# Набор заданий
1) Определите, согласуется ли с текстом о спектакле «На дне» каждое утверждение. К ответу «да» или «нет» приведите решающие слова текста в точной цитате.
(a) Роль Сатина в спектакле исполнял Станиславский.
(b) Театр принял к постановке следующую пьесу Горького «Дачники».
(c) Театр, как и во «Власти тьмы», сгущал подробности нищей жизни.
2) Перепишите, пожалуйста, из текста о спектакле «На дне» отрывок от слов «В тяжкое прошедшее» до слов «восходящем над тюрьмой.» включительно.

# Источник
%%

Быт сохранялся, но бытописательство ушло из спектакля, детализация сменилась лаконизмом. Обилие предметов превратилось в отсутствие предметов (вполне объяснимое крайней нищетой обитателей ночлежки, оно в то же время составляло художественный принцип спектакля; детали его были достоверны, но очень немногочисленны, реальный подвал ночлежки становился одновременно олицетворением жизни подвала). Театр вовсе не сгущал подробности нищей жизни, как во «Власти тьмы», — он создавал серо-коричневую гамму, живописную в своей однотонности, и в ней высвечивал крупные образы людей, которые и на дно-то попали благодаря своей несовместимости с мелкими целями, мелкими устремлениями «так называемого большинства».
В тяжкое прошедшее и в безрадостное настоящее властно врывался мотив будущего, которое приветствует «кабацкий оратор» Сатин. «Сатин в четвертом акте — великолепен, как дьявол», — писал Горький сразу после премьеры об исполнении Станиславского.
Спектакль взывал не к пассивному сочувствию зрителей, но к активному преобразованию жизни, в которой существует и дом Прозоровых и этот подвал. Спектакль был не зарисовкой, не собранием Жанровых сцен из жизни ночлежников, — неожиданно, потрясающе он звучал гимном человеку, стройной песней о солнце, восходящем над тюрьмой.
Станиславскому было трудно играть Сатина. Романтизируя, укрупняя свой образ, как бы выводя его из сумрака ночлежки, актер подчас терял ту цельность, полную естественность сценического самочувствия, которая отмечала его любимые роли. Сливая житейскую правду образа и не менее важную романтическую, вернее — героическую тональность, актер не достиг абсолютной полноты перевоплощения, которая всегда так важна ему самому; «играл самую тенденцию», — упрекал он себя, в то время как именно эта открытая тенденциозность, подчеркнутая острота главной темы были необходимы его роли и его спектаклю.
«На дне» — вершина горьковского театра, вершина Художественного театра в его долгом и сложном общении с писателем. Вскоре театр отвергнет следующую его пьесу — «Дачники» — и покажет в разгар великих политических событий пьесу «Дети солнца». Но это не будет новой ступенью в жизни театра — метод работы Станиславского снова больше следует «Мещанам», чем «На дне». Пути писателя и театра не сближаются, не сливаются, но, скрестившись единожды, надолго расходятся. На единственном скрещении образовался спектакль, который дал театру заряд огромной силы в области общественной, социальной, утвердил его как истинно народный театр. Отныне и чеховские спектакли, обогащенные Горьким, приобретут иное звучание; хотя понятие «горьковский спектакль» применимо лишь к одной работе Станиславского девятисотых годов — к «На дне». Самое влияние Горького и значение его драматургии для Станиславского будет неизмеримо больше, чем непосредственная работа над ней.

%%

# Предоставленные строки
%%

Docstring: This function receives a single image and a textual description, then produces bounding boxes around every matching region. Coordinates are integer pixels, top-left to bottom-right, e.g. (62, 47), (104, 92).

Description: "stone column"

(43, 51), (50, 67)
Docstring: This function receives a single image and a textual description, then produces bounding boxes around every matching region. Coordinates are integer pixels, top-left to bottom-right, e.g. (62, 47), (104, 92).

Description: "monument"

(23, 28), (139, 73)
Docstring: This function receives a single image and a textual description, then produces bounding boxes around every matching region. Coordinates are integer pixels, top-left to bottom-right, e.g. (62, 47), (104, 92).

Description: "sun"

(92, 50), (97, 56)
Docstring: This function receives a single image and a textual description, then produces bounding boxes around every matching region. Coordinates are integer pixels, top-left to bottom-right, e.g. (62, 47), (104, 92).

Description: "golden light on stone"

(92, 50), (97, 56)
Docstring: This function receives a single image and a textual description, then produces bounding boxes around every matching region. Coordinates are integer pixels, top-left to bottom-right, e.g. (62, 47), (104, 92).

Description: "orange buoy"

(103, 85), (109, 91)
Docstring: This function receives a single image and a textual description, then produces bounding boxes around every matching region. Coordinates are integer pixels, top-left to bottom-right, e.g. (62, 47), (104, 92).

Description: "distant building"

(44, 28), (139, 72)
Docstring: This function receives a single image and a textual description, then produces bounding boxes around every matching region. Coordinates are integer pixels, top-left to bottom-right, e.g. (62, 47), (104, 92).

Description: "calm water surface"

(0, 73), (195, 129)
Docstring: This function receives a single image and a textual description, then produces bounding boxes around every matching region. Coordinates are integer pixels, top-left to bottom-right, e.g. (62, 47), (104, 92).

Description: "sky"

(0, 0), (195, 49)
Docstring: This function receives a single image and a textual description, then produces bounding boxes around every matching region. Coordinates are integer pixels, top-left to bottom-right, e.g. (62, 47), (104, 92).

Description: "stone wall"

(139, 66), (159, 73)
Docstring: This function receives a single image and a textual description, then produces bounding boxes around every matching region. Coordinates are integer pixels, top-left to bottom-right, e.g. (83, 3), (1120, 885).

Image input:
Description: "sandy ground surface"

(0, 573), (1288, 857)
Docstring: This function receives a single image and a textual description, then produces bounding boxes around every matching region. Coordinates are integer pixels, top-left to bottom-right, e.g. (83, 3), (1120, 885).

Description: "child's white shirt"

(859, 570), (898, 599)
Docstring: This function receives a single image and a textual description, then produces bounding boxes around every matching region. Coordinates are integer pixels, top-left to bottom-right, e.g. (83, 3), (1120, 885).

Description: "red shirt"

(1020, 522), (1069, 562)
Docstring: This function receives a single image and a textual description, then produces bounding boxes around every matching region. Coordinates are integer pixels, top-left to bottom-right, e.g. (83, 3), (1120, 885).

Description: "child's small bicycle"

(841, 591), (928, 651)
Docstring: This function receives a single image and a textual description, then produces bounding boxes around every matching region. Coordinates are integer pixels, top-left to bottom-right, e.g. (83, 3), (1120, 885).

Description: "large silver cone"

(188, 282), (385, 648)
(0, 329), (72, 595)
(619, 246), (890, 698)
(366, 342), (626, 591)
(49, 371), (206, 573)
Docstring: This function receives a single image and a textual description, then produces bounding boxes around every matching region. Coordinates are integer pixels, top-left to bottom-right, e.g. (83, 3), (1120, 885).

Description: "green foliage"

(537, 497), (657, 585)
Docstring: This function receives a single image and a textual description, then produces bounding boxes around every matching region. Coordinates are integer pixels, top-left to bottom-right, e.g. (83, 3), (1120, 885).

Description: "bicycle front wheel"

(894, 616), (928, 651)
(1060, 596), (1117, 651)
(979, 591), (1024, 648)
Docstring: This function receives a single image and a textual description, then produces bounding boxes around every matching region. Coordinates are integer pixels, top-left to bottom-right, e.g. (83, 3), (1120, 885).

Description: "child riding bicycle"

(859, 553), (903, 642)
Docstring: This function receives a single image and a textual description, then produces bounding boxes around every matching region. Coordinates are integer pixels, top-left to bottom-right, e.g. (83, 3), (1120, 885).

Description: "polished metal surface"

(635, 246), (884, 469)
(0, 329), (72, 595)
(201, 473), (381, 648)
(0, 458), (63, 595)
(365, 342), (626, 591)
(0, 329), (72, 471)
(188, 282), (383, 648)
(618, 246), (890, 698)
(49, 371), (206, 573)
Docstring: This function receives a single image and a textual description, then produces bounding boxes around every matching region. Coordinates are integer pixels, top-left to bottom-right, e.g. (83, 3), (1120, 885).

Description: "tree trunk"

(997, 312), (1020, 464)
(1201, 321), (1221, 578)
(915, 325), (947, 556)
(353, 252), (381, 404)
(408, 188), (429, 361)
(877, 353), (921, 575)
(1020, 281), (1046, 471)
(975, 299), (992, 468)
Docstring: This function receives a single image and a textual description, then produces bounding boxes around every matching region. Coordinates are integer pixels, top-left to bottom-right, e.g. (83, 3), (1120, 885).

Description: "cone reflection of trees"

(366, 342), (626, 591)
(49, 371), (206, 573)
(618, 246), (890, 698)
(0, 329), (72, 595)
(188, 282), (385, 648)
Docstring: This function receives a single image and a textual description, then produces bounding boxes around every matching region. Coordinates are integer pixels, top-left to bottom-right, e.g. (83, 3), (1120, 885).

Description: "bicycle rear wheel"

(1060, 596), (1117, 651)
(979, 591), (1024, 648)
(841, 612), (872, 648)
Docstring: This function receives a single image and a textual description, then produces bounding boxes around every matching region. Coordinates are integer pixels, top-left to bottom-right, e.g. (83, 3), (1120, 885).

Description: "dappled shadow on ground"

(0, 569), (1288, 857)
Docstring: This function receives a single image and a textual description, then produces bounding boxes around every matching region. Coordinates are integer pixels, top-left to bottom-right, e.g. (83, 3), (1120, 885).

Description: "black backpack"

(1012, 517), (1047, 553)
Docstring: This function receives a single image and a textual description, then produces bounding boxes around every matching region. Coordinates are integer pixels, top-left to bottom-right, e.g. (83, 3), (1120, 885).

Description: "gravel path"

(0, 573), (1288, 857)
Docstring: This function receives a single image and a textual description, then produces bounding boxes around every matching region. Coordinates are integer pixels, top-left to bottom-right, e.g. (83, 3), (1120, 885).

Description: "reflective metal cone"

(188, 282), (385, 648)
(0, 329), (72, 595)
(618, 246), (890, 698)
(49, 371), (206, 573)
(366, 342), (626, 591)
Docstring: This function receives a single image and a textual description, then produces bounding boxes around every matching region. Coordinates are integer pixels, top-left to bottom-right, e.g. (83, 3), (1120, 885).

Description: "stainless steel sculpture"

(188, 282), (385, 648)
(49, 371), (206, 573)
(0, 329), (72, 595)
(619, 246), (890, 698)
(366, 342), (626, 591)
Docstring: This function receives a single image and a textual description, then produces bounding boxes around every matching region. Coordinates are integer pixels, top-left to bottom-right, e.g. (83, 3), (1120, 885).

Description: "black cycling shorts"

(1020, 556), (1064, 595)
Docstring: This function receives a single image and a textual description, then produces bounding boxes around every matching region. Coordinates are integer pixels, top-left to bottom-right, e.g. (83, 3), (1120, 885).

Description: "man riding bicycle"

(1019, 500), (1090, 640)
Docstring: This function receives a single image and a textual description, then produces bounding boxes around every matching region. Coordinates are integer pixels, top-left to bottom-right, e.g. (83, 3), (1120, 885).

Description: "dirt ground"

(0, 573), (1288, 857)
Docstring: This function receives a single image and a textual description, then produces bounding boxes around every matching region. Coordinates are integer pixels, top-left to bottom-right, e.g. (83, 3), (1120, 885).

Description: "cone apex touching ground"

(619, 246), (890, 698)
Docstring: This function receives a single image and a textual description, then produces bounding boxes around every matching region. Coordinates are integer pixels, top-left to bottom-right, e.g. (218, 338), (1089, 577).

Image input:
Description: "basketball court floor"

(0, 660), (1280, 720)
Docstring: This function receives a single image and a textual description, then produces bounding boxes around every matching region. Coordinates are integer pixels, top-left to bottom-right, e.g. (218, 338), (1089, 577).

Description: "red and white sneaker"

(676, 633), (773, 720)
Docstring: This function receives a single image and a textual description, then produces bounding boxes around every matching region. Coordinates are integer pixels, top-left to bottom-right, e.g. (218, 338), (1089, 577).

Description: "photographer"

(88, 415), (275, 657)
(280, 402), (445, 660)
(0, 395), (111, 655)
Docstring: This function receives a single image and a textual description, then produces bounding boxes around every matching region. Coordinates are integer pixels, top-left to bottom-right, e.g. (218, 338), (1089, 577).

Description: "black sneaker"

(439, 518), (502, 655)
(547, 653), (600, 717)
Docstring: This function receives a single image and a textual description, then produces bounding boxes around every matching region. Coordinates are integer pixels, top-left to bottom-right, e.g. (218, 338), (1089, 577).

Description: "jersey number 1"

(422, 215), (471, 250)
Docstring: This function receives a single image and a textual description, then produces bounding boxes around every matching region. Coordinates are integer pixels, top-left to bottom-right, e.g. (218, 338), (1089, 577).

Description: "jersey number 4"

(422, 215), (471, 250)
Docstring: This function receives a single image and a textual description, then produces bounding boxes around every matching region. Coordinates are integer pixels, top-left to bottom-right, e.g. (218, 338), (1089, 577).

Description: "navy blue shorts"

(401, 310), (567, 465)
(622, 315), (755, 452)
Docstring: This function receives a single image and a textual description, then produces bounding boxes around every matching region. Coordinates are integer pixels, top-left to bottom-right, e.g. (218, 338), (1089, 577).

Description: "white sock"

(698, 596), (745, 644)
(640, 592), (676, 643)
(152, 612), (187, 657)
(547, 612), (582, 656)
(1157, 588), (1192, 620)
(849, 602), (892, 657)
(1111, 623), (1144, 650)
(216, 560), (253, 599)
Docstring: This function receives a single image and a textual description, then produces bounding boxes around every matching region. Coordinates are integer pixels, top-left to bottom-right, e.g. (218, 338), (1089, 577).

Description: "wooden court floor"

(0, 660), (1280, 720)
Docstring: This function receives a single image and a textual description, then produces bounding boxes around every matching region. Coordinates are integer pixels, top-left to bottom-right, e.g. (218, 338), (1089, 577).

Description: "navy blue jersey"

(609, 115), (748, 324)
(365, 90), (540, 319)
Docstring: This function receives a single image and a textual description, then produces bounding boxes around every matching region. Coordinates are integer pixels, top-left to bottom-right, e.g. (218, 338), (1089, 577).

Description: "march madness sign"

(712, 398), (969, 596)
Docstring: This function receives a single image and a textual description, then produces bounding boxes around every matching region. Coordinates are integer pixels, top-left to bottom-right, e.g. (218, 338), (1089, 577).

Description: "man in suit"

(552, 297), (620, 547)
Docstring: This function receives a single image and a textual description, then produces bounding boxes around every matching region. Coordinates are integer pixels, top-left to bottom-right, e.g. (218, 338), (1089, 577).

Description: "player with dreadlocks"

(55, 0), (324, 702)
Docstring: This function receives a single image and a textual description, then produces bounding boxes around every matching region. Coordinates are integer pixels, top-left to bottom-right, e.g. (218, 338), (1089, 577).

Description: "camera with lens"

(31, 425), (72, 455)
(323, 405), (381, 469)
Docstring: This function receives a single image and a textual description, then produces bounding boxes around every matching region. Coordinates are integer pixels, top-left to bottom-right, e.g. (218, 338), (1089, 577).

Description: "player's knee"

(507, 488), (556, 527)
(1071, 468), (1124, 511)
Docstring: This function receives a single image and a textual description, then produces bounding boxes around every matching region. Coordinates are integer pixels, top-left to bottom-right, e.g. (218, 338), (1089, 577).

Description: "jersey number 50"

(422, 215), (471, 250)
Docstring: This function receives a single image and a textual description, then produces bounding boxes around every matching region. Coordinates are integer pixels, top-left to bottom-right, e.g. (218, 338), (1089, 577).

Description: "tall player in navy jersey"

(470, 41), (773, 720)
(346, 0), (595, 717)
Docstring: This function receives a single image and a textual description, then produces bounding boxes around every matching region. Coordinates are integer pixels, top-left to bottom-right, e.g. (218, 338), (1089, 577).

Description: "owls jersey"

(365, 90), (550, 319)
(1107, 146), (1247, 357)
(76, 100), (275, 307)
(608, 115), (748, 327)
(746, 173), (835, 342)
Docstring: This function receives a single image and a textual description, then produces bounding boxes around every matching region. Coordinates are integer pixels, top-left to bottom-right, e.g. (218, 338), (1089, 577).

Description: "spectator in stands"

%%

# Ответы
1)
(a) Да: «Станиславскому было трудно играть Сатина».
(b) Нет: «Вскоре театр отвергнет следующую его пьесу».
(c) Нет: «Театр вовсе не сгущал подробности нищей жизни».

2)
В тяжкое прошедшее и в безрадостное настоящее властно врывался мотив будущего, которое приветствует «кабацкий оратор» Сатин. «Сатин в четвертом акте — великолепен, как дьявол», — писал Горький сразу после премьеры об исполнении Станиславского.
Спектакль взывал не к пассивному сочувствию зрителей, но к активному преобразованию жизни, в которой существует и дом Прозоровых и этот подвал. Спектакль был не зарисовкой, не собранием Жанровых сцен из жизни ночлежников, — неожиданно, потрясающе он звучал гимном человеку, стройной песней о солнце, восходящем над тюрьмой.